Requirement
The result should be the listing below, restated exactly, with its pictures left out.

Record set
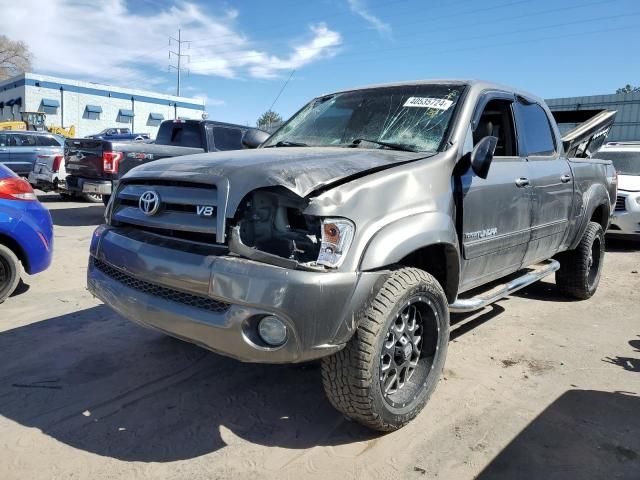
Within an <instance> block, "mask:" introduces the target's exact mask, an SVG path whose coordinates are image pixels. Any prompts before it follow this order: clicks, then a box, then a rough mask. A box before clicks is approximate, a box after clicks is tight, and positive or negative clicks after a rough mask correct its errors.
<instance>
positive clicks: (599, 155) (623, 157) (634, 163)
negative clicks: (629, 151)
mask: <svg viewBox="0 0 640 480" xmlns="http://www.w3.org/2000/svg"><path fill="white" fill-rule="evenodd" d="M594 157H595V158H601V159H603V160H611V162H613V166H614V167H615V169H616V170H617V171H618V173H619V174H621V175H640V151H638V152H611V151H606V150H605V151H602V150H601V151H599V152H598V153H596V154H595V155H594Z"/></svg>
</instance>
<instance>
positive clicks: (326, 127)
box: [88, 81, 616, 431]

Answer box
Within an <instance> block, "mask:" introduces the target's exact mask, an SVG path whose coordinates are image pixels. Any prompts before it follow this order: clicks, then a box, then a rough mask. A box before clicks is approximate, a box after clicks is tight, and positive or negative clicks after a rough mask correct its errors.
<instance>
positive clicks: (599, 155) (623, 157) (634, 163)
negative clicks: (629, 151)
mask: <svg viewBox="0 0 640 480" xmlns="http://www.w3.org/2000/svg"><path fill="white" fill-rule="evenodd" d="M594 157H595V158H601V159H603V160H611V162H613V166H614V167H615V169H616V170H617V171H618V173H619V174H621V175H640V151H638V152H611V151H606V150H605V151H602V150H601V151H599V152H598V153H596V154H595V155H594Z"/></svg>
</instance>
<instance>
positive clicks: (326, 127)
box: [88, 81, 616, 431]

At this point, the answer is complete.